> [BRANO DA LEGGERE]
# # # #
Senza farla tanto lunga, vi ho sempre detto che guidare uno Stato è un po’ come essere a capo di una famiglia, occorre innanzitutto avere il senso della misura e non fare mai il passo più lungo della gamba, perché non c’è soltanto da far quadrare un bilancio (anche se naturalmente ciò è importante), ma anche far crescere i figli ben educati e prepararli alla vita, visto che saranno poi loro a dover diventare “educatori”.
Ora, solo per fare un esempio emblematico, che razza di padre è uno che promette di dare al figlio 1.000 euro se non ha in tasca un centesimo e non ha la più pallida idea di dove andarli a prendere?
Perché questo è accaduto quando Renzi si è presentato davanti alle telecamere dicendo che avrebbe dato mille euro l’anno ai lavoratori dipendenti.
NON AVEVA LA MINIMA IDEA DI DOVE ANDARE A PRENDERE I SOLDI!!!!
Ed allora ecco come è andata (un po’ romanzata da me)
Dopo l’annuncio delle “slide” passarono un po’ di giorni e Renzi andò da Padòan (che ovviamente si aspettava quella visita) e gli chiese: “Per favore, trovami questi soldi, altrimenti faccio una figura di merda”. La risposta di Padòan lo raggelò “Cara al me bel putin (non si riferiva al Presidente russo, ma viste le origini venete sovente usa il dialetto) qua de schei non ghe né” ossia “Mio caro bambino, qua, soldi, non ce ne sono”.
# # # #
> [MATERIALE FORNITO]
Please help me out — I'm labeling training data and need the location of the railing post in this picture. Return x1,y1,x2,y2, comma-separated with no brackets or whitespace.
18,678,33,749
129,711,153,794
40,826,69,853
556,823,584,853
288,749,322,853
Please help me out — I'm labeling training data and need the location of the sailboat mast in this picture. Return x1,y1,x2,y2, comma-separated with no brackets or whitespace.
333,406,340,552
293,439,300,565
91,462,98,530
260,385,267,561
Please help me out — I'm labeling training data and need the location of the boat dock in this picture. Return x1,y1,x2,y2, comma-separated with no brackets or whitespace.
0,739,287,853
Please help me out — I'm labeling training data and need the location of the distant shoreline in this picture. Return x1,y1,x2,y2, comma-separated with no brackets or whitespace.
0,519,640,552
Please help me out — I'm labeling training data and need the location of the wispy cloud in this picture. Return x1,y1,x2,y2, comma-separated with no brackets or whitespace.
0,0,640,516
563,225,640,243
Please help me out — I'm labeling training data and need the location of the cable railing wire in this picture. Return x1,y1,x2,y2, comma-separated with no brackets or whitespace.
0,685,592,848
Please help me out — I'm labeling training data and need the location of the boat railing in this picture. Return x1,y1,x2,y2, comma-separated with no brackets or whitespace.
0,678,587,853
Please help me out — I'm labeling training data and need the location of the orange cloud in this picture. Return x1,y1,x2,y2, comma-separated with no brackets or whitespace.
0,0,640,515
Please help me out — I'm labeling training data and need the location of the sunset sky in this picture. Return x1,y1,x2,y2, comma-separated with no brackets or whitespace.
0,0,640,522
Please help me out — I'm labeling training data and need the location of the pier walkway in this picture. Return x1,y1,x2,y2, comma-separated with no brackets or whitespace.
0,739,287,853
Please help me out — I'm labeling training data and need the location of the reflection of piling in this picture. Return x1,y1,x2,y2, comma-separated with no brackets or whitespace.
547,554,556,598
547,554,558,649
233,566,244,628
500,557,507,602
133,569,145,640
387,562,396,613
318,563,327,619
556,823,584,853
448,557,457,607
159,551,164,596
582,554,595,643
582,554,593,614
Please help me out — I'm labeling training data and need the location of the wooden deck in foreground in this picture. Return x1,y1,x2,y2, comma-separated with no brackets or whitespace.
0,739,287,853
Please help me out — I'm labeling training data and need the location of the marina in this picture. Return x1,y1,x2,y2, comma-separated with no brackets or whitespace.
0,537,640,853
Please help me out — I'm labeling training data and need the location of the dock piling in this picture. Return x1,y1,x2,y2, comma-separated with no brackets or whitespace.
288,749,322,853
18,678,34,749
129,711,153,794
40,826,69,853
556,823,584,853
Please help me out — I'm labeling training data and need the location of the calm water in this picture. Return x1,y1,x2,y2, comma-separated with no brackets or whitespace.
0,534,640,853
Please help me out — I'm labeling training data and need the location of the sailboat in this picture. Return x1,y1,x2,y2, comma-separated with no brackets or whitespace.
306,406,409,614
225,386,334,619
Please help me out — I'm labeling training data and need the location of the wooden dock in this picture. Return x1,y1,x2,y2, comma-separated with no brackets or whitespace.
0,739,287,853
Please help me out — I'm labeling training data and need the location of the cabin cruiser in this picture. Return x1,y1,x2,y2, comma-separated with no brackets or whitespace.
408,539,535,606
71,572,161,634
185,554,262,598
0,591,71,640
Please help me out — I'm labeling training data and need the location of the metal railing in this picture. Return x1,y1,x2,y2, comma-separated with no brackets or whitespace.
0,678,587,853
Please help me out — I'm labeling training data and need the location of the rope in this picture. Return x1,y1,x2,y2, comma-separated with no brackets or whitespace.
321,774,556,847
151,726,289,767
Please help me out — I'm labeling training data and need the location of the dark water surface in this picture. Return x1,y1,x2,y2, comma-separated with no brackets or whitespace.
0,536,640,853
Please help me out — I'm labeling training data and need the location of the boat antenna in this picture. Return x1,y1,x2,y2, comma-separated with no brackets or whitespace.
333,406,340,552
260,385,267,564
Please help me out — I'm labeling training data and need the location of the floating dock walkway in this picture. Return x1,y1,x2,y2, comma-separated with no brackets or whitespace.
# # # #
> [ESERCIZI]
a) Trascrivi parola per parola il brano sulla promessa di Renzi, a partire da "Ora, solo per" e fino a "andarli a prendere?".
b) Rispondi alle seguenti domande sul brano sulla promessa di Renzi.
(i) A che cosa paragona l'autore il guidare uno Stato?
(ii) Quanto aveva detto Renzi davanti alle telecamere che avrebbe dato ogni anno ai lavoratori dipendenti?
(iii) Da chi andò Renzi qualche giorno dopo l'annuncio delle "slide"?

> [RISULTATI ATTESI]
a)
Ora, solo per fare un esempio emblematico, che razza di padre è uno che promette di dare al figlio 1.000 euro se non ha in tasca un centesimo e non ha la più pallida idea di dove andarli a prendere?

b)
(i) All'essere a capo di una famiglia.
(ii) Mille euro l'anno.
(iii) Da Padòan.